Point placement records:

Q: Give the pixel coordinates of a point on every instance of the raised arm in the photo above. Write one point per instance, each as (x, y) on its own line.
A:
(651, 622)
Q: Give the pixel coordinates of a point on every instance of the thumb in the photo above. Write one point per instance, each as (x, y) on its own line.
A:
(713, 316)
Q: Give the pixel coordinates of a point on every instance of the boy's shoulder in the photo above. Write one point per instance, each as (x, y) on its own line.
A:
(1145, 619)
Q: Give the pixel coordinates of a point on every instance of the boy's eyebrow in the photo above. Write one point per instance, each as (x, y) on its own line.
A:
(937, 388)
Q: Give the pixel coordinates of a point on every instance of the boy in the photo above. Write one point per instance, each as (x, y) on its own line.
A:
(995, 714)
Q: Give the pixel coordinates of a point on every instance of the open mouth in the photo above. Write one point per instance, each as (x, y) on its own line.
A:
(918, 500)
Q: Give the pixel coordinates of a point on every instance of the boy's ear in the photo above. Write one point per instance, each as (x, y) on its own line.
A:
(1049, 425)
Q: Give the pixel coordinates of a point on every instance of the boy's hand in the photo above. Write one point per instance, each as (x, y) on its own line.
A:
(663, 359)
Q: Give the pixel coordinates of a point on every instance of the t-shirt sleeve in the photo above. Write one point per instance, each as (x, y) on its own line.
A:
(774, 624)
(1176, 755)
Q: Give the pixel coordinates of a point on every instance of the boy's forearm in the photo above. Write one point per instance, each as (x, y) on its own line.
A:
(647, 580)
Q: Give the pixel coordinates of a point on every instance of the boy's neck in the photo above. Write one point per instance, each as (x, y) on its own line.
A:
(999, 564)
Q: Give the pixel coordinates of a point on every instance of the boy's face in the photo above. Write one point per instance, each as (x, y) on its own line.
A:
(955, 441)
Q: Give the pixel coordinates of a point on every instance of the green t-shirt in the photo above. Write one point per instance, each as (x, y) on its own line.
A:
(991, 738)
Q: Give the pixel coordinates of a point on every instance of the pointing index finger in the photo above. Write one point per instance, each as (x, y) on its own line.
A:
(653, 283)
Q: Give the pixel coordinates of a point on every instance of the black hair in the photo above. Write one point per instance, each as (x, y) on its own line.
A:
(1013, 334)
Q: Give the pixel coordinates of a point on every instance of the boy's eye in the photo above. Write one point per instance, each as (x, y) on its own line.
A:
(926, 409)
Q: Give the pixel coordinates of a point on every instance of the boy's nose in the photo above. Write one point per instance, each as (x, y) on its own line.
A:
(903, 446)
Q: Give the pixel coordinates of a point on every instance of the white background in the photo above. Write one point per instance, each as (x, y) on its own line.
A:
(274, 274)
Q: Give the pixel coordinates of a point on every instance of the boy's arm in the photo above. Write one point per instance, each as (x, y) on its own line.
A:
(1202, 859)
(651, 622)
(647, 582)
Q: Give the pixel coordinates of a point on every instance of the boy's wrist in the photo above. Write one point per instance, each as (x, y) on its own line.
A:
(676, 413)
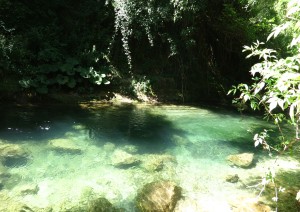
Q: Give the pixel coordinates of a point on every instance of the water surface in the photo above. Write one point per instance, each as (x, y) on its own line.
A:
(195, 140)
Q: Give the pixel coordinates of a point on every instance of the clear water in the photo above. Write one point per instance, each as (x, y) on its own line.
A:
(197, 140)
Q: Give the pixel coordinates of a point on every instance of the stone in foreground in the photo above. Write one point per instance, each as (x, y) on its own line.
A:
(243, 160)
(158, 196)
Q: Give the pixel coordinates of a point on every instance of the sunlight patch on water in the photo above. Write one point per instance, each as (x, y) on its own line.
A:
(75, 159)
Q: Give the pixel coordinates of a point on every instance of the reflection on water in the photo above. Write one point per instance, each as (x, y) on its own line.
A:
(58, 156)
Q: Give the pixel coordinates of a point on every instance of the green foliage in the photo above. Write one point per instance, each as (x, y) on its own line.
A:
(276, 84)
(55, 46)
(141, 88)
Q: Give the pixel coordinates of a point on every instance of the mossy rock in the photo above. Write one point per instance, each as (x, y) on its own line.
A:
(97, 205)
(243, 160)
(158, 196)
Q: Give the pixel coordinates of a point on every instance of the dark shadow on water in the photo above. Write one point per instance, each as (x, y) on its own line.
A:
(13, 162)
(121, 125)
(129, 124)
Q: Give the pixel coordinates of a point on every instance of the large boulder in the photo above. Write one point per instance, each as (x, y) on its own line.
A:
(122, 159)
(13, 154)
(65, 145)
(158, 196)
(243, 160)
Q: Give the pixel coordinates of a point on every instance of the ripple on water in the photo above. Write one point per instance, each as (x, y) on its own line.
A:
(186, 145)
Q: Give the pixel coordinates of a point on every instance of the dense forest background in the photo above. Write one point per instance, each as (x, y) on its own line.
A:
(178, 50)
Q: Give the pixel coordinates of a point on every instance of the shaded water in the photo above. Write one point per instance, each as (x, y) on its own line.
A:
(197, 140)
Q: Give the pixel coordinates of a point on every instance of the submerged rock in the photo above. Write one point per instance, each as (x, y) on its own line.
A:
(65, 145)
(158, 196)
(249, 205)
(97, 205)
(123, 159)
(28, 189)
(130, 149)
(109, 147)
(13, 154)
(232, 178)
(156, 162)
(188, 205)
(11, 205)
(179, 140)
(243, 160)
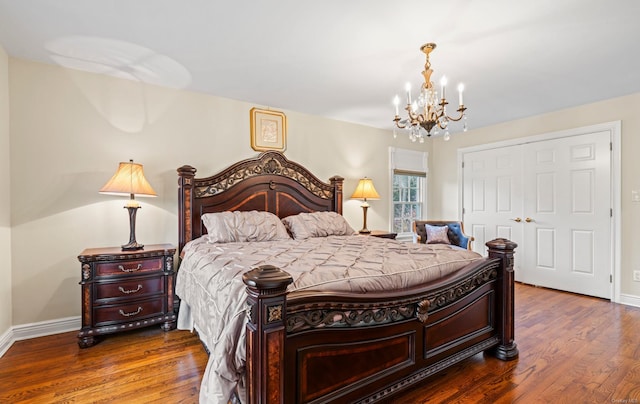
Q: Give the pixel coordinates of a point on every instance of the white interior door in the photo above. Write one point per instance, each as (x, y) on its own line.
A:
(567, 202)
(553, 198)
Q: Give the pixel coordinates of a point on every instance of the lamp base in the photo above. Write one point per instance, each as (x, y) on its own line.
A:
(132, 245)
(364, 230)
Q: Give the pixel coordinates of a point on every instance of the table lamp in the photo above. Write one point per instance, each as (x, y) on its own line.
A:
(365, 190)
(129, 179)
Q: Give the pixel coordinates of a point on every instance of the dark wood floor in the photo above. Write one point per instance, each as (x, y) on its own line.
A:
(573, 349)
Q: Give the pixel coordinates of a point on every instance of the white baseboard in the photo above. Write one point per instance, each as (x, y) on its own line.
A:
(34, 330)
(630, 300)
(6, 341)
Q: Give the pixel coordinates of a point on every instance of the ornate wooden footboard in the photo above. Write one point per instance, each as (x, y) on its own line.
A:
(315, 347)
(312, 348)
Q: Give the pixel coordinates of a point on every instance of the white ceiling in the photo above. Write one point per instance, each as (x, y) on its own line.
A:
(345, 59)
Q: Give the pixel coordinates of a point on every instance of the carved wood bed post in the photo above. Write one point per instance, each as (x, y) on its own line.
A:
(186, 174)
(503, 249)
(266, 290)
(336, 183)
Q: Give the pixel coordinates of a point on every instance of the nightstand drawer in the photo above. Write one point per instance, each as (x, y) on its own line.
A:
(131, 288)
(128, 267)
(126, 313)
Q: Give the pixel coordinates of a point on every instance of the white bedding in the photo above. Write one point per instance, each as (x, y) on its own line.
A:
(213, 295)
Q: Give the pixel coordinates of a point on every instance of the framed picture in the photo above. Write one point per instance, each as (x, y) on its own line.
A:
(268, 130)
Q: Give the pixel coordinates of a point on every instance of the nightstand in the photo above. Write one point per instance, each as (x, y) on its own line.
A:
(383, 234)
(123, 290)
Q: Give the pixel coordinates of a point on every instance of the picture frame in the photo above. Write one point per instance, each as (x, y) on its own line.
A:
(268, 130)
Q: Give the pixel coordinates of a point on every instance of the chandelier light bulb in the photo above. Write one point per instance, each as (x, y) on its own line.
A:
(443, 85)
(396, 103)
(460, 90)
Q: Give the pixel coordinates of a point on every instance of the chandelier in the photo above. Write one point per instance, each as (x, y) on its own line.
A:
(428, 114)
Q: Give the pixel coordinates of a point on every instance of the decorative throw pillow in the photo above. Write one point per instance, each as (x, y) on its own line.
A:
(437, 234)
(227, 227)
(317, 224)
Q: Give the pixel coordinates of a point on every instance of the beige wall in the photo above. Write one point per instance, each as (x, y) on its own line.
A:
(444, 168)
(5, 211)
(69, 130)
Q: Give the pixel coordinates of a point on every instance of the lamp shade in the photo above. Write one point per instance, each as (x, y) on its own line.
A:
(129, 179)
(365, 190)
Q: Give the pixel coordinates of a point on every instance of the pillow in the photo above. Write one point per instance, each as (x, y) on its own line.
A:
(437, 234)
(317, 224)
(227, 227)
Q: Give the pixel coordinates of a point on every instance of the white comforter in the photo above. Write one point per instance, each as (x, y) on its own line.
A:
(213, 295)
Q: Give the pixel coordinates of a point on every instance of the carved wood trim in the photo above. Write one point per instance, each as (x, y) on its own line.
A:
(337, 315)
(268, 163)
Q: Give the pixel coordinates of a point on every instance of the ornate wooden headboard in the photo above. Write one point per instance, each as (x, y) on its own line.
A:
(268, 182)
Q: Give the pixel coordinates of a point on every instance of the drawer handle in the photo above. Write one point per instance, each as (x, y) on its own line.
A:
(123, 269)
(125, 291)
(122, 313)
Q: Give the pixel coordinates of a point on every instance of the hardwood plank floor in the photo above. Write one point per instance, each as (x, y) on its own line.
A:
(573, 349)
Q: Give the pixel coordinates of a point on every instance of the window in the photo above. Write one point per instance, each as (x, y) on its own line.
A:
(407, 201)
(408, 171)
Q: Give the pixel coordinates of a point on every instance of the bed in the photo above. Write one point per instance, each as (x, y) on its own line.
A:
(315, 345)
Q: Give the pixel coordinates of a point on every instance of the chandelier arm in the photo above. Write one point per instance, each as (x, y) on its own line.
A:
(398, 124)
(461, 111)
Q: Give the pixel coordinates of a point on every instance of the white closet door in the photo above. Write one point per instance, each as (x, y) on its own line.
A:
(492, 197)
(553, 198)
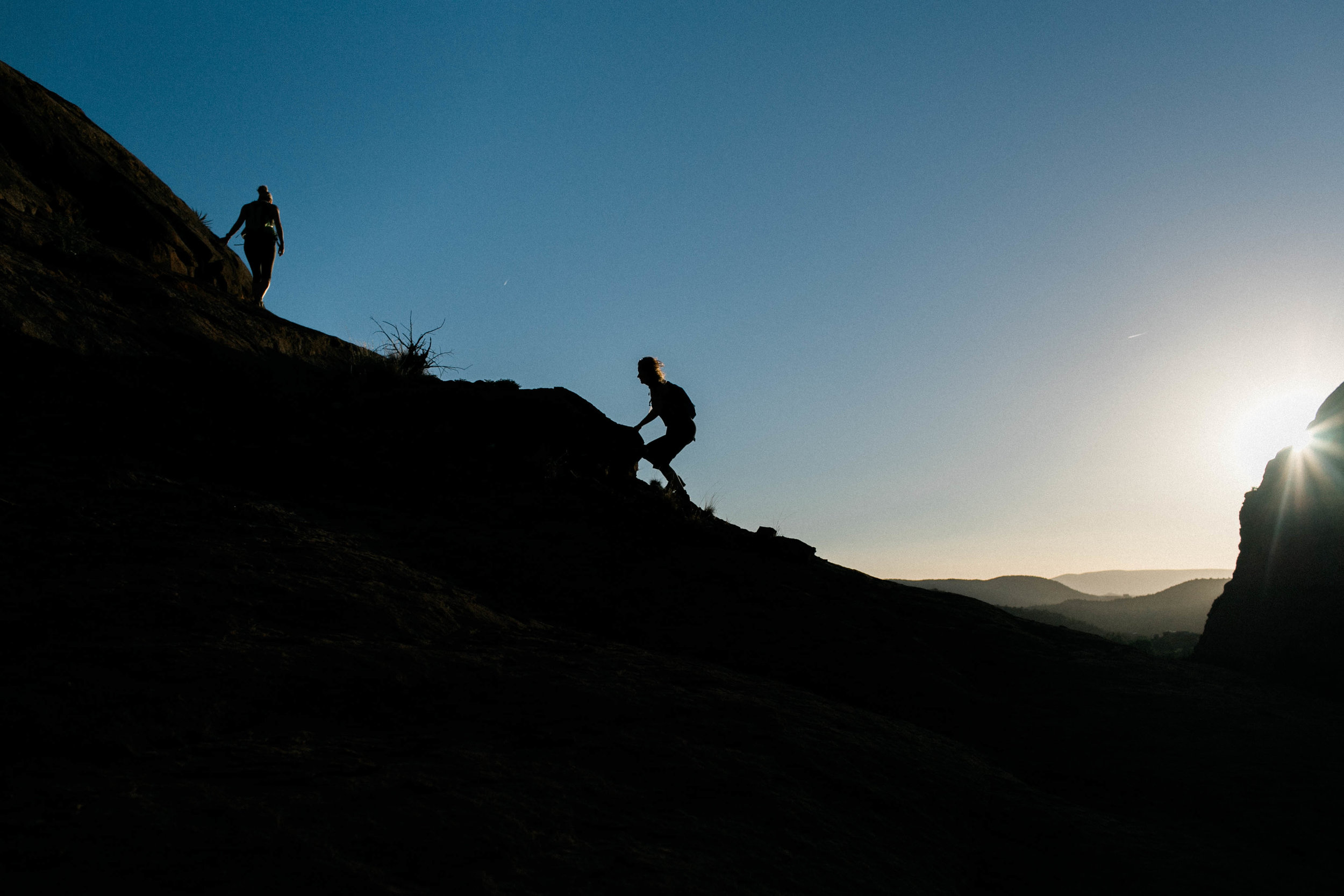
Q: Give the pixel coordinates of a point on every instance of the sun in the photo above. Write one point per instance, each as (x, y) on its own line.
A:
(1273, 425)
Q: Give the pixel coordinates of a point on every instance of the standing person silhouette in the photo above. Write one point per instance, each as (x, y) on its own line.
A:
(670, 402)
(261, 234)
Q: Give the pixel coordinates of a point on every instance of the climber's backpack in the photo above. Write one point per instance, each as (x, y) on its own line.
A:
(676, 404)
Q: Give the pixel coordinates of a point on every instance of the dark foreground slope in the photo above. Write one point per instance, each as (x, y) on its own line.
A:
(278, 621)
(1283, 614)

▶ [INSTRUCTIONS TO FOLLOW] Extract, unchanged, the closing run of lines that opens with the line containing "of the standing" and ends with the last line.

▶ [THE SOLUTION]
Q: Give the pixel coordinates of a point on every instance of the standing person silhouette in the photo above. Write one point per instance, each as (x, y) on its own line.
A:
(670, 402)
(261, 234)
Q: Give the pixel coordinates of a point on every instance of the climber's backpack in the photo above. Write one point per instance, each as (x, y) on its own line.
A:
(676, 404)
Q: Give the pixel coordinates of a point on every instance of the dark foreground slope in the photo above. Write one point per instance, each as (x, y) on its own line.
A:
(278, 621)
(1283, 614)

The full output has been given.